_Stated problem_
Return, exactly, the line that contains "For every instance of the gray" together with all lines after it to the end of the entries, and no further lines.

_Supplied data_
*-*-*
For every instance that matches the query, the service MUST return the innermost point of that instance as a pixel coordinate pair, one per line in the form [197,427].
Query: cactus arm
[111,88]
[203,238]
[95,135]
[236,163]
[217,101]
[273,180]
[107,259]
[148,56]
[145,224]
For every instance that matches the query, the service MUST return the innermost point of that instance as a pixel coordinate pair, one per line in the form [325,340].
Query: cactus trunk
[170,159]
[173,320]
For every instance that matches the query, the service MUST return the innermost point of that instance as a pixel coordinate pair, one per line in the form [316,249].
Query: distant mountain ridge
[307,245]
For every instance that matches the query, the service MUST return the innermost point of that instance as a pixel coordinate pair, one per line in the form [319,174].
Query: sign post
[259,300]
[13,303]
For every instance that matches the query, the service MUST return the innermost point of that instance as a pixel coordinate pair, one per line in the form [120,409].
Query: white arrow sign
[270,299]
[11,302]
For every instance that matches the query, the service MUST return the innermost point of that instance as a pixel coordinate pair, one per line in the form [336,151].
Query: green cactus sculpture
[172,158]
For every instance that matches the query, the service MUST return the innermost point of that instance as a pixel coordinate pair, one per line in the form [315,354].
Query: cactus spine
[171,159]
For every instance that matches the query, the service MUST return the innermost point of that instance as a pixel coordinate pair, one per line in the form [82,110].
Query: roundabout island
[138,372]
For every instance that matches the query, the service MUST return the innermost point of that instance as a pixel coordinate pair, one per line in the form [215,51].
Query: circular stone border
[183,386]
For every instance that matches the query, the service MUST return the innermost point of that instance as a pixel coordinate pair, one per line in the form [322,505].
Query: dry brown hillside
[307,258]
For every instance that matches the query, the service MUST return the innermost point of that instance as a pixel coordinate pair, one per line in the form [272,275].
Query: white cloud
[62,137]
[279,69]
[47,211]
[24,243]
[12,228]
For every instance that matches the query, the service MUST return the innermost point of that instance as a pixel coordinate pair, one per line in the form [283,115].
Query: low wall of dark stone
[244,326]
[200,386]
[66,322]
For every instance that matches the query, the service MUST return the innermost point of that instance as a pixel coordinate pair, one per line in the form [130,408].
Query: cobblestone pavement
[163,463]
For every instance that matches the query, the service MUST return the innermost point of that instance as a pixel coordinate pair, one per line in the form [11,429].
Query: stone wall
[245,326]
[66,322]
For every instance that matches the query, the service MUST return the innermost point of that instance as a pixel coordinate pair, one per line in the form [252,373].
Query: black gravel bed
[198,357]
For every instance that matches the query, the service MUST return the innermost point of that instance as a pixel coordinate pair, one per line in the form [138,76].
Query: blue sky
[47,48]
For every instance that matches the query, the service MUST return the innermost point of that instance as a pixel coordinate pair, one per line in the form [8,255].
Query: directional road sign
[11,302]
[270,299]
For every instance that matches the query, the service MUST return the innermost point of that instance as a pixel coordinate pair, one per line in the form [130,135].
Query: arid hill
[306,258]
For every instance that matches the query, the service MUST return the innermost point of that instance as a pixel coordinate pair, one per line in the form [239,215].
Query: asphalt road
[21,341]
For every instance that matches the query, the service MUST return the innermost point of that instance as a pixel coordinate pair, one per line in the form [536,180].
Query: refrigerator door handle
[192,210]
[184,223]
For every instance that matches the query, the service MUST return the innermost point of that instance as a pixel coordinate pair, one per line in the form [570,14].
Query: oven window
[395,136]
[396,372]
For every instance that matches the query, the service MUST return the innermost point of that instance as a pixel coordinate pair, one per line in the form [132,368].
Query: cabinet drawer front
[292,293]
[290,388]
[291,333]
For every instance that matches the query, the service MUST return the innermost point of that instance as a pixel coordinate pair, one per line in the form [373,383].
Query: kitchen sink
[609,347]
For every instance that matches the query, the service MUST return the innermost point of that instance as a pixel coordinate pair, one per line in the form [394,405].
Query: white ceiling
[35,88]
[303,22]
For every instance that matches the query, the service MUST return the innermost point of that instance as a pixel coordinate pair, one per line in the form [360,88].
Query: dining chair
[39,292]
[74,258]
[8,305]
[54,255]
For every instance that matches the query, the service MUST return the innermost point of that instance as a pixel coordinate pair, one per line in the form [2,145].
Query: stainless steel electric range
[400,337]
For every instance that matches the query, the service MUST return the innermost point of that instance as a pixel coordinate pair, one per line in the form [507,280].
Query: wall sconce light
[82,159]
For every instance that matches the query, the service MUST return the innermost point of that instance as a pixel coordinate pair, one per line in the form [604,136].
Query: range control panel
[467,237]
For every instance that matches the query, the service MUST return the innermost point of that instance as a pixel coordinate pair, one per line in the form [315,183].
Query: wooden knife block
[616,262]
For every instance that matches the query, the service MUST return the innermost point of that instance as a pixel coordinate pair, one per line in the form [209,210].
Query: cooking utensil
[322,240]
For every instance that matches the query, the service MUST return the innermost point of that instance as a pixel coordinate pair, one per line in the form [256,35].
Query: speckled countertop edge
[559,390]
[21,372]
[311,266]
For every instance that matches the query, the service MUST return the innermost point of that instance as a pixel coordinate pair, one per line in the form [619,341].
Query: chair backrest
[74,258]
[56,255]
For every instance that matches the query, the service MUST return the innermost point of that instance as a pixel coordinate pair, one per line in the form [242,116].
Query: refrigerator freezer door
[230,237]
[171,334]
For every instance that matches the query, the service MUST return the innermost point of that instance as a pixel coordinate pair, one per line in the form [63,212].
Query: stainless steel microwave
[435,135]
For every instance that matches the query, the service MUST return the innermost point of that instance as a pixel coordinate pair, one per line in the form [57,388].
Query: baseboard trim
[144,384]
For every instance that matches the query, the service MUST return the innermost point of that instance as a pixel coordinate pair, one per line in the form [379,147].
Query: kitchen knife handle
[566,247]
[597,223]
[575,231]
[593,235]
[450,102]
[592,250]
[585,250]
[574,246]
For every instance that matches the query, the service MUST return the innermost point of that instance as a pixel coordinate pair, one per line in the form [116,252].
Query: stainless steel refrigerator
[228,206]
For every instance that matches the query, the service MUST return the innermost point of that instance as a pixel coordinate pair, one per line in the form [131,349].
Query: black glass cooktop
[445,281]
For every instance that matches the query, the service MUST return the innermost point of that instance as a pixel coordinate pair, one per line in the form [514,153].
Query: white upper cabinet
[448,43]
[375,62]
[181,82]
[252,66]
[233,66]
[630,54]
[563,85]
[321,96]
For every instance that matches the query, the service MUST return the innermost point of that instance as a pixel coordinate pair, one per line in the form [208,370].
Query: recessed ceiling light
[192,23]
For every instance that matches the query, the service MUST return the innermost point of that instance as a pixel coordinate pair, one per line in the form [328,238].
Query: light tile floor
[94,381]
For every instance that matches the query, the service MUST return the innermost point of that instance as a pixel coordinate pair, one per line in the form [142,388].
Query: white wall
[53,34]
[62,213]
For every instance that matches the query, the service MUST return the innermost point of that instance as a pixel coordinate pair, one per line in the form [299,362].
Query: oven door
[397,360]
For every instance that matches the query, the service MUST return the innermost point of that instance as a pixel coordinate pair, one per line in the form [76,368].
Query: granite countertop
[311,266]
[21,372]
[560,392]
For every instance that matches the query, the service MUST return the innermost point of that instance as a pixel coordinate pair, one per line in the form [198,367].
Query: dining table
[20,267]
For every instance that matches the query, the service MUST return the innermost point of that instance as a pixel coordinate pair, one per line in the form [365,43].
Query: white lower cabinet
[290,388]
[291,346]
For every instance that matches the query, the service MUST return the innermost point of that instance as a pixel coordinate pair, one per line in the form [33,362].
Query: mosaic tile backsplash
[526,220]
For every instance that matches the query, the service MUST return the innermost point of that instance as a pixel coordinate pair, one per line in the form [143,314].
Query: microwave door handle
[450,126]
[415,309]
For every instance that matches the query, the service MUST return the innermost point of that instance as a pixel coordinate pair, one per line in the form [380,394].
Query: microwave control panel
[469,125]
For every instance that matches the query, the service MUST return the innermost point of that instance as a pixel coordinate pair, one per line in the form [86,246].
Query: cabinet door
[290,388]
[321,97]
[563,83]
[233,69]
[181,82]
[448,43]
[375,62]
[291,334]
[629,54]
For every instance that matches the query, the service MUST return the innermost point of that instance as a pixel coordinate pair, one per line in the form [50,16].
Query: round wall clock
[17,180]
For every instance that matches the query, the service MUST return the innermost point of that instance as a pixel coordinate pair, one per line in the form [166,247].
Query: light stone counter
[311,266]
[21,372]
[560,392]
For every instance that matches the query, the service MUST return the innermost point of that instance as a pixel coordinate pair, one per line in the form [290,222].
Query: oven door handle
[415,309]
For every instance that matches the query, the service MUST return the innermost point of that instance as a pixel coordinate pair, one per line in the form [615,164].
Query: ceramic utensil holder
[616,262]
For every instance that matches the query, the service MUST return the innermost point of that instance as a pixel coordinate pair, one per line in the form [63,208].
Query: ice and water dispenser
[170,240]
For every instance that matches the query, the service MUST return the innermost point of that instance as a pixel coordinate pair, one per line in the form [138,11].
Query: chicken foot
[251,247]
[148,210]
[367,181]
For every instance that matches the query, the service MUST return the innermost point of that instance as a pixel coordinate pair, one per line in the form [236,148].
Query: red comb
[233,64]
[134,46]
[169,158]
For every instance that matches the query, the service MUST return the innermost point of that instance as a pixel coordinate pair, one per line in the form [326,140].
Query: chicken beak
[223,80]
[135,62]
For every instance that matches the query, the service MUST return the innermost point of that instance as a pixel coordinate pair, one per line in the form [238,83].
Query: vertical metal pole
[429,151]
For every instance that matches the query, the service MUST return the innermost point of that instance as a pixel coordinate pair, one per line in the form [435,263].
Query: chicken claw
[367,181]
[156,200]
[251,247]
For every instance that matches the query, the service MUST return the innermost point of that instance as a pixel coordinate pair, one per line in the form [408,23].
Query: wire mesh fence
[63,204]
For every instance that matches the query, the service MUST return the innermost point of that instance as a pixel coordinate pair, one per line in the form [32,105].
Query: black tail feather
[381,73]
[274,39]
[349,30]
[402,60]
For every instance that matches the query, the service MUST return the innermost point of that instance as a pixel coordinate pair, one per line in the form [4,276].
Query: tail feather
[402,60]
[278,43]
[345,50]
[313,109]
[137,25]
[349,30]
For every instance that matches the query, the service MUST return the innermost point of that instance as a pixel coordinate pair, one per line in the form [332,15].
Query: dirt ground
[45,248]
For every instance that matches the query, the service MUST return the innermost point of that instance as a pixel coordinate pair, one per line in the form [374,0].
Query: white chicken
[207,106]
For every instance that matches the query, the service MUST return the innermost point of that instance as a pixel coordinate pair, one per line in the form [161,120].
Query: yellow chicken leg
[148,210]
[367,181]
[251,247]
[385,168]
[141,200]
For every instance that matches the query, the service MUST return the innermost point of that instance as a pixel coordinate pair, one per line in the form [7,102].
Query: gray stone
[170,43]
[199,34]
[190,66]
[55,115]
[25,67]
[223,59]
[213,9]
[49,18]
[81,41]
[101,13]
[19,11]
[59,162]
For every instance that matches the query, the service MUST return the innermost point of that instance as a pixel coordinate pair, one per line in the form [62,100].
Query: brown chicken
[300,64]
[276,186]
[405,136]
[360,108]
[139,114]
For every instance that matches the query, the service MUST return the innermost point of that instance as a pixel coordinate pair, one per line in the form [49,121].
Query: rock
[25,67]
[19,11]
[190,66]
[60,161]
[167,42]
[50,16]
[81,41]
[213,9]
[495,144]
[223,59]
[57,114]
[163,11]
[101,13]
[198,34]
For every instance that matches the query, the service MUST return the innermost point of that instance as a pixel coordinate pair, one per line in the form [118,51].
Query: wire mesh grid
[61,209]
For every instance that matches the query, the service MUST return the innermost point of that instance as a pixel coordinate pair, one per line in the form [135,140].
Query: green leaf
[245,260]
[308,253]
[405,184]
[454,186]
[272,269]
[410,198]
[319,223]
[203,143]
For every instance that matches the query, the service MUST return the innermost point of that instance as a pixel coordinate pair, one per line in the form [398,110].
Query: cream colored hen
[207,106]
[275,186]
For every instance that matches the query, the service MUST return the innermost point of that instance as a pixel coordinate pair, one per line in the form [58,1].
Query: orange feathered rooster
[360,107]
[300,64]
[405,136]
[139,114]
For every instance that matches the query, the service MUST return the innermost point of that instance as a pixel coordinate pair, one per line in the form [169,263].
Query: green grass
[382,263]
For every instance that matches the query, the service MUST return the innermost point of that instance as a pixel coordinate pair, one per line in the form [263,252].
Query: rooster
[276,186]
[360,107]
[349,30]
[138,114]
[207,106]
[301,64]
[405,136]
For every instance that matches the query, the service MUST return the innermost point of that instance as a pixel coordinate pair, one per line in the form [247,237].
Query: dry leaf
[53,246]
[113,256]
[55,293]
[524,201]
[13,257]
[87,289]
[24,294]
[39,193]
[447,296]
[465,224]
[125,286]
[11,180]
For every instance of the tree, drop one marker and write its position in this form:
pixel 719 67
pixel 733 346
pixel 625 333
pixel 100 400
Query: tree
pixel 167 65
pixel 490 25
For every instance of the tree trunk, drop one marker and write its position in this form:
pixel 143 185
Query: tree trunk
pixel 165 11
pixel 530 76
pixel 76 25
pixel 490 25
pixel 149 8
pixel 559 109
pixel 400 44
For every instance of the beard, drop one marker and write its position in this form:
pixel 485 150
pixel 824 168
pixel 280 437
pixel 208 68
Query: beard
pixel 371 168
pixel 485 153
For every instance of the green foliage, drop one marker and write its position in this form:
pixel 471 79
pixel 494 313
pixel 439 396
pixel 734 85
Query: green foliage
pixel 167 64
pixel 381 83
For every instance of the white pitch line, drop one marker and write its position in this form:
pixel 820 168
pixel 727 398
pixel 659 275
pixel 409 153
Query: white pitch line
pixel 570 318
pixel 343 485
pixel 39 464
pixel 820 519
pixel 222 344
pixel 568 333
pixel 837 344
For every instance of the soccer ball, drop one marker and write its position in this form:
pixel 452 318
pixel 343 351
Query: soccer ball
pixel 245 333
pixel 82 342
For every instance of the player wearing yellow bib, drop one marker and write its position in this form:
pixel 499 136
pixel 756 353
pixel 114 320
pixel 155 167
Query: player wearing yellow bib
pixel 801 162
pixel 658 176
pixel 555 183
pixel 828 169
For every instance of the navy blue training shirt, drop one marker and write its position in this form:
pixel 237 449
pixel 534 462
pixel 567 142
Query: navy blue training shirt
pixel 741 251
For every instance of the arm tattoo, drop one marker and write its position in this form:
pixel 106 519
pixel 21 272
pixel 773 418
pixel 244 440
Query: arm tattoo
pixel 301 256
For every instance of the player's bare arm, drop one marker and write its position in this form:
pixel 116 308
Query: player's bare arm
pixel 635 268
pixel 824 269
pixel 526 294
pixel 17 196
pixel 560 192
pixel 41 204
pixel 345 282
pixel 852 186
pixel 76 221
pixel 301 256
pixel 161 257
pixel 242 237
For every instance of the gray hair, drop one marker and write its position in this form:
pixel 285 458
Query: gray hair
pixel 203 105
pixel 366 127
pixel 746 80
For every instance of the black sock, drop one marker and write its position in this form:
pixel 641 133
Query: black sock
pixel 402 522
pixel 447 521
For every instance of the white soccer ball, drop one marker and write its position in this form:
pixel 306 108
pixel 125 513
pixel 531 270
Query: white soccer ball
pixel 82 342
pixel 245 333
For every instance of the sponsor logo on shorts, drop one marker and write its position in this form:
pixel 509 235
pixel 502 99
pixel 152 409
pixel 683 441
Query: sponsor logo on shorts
*-*-*
_The result_
For every instance of the gray hair, drop one marker and write its position in this form:
pixel 285 458
Query: gray hair
pixel 203 105
pixel 366 127
pixel 746 80
For every instance of the black sock, drop one marker and write its position in this form:
pixel 641 133
Query: black sock
pixel 402 522
pixel 447 521
For every instance of the white soccer ball, drop one marker and write its position in this form:
pixel 306 108
pixel 125 513
pixel 531 270
Query: white soccer ball
pixel 82 342
pixel 245 333
For every instance of the sponsor logo on shorts, drop one marker and write its position in this form:
pixel 509 235
pixel 502 99
pixel 152 409
pixel 683 441
Query: sponsor logo on shorts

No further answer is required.